## start Material supplied

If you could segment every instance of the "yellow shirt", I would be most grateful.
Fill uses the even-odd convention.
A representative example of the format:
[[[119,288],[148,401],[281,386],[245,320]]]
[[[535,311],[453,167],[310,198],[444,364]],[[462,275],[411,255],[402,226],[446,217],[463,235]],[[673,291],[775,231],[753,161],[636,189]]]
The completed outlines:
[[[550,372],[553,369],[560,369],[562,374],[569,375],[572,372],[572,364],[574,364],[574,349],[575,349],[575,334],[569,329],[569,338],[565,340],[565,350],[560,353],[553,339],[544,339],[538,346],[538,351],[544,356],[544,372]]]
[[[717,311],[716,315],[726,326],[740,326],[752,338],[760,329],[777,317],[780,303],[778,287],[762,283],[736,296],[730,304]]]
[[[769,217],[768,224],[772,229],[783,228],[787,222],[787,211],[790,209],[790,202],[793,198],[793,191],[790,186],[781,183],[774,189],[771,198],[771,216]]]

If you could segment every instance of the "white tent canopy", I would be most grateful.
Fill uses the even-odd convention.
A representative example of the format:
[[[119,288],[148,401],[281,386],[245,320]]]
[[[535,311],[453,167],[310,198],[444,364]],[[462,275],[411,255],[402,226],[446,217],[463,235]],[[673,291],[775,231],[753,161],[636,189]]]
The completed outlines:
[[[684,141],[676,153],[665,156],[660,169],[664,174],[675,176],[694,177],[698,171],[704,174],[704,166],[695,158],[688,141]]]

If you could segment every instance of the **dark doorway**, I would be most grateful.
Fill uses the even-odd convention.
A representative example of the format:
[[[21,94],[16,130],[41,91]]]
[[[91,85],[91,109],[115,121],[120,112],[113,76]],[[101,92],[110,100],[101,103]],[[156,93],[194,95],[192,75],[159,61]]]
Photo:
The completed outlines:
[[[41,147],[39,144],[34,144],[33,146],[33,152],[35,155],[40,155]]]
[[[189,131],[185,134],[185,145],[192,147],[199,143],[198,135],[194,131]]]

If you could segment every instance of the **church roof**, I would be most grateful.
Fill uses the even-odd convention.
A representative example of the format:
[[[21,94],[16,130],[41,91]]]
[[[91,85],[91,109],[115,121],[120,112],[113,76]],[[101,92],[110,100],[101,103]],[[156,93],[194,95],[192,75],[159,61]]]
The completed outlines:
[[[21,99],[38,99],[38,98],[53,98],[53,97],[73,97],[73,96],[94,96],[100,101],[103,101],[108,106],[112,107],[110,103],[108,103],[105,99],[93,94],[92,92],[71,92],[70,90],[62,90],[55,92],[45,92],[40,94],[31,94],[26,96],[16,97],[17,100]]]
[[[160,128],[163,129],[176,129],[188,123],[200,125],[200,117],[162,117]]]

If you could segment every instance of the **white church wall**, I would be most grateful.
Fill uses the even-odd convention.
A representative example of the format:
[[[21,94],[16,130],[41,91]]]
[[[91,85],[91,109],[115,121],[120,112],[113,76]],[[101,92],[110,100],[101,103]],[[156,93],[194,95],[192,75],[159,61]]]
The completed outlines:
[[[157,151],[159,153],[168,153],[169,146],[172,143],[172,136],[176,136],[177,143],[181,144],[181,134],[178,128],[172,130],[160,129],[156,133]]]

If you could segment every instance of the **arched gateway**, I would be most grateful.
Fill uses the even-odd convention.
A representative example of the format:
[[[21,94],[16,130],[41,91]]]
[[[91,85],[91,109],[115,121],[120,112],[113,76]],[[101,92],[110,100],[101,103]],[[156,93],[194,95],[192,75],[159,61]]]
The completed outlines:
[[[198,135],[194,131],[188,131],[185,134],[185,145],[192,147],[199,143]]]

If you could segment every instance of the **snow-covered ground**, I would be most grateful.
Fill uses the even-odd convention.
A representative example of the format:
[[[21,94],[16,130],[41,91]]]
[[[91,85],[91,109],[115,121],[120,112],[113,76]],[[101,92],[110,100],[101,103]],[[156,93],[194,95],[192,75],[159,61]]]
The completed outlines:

## end Material supplied

§ Directions
Rescale the records starting at the line containing "If you could segment every instance of the **arched" and ending at the end of the records. Reproduce only those lines, including the requests, and multiply every polygon vertex coordinate in the completed outlines by 1.45, rounding to whole numbers with halves rounded up, while leaving the requests and their format samples unchanged.

§ Exercise result
If you could segment every instance of the **arched gateway**, I would be most grateful.
Fill uses the even-odd convention.
A representative example of the format:
[[[21,94],[16,130],[41,91]]]
[[[91,85],[91,109],[115,121],[120,112],[113,76]],[[101,92],[110,100],[101,103]],[[156,93],[194,95],[192,75],[159,61]]]
The completed outlines:
[[[287,196],[281,190],[273,190],[268,194],[268,210],[278,213],[289,207]]]

If you could segment every instance of the **snow-covered ground**, I would be most grateful.
Fill uses the even-odd convention.
A representative example of the format:
[[[21,94],[16,130],[41,91]]]
[[[91,85],[91,109],[115,121],[120,112],[113,76]],[[101,92],[110,100],[101,103]],[[156,93],[194,95],[192,75],[159,61]]]
The completed outlines:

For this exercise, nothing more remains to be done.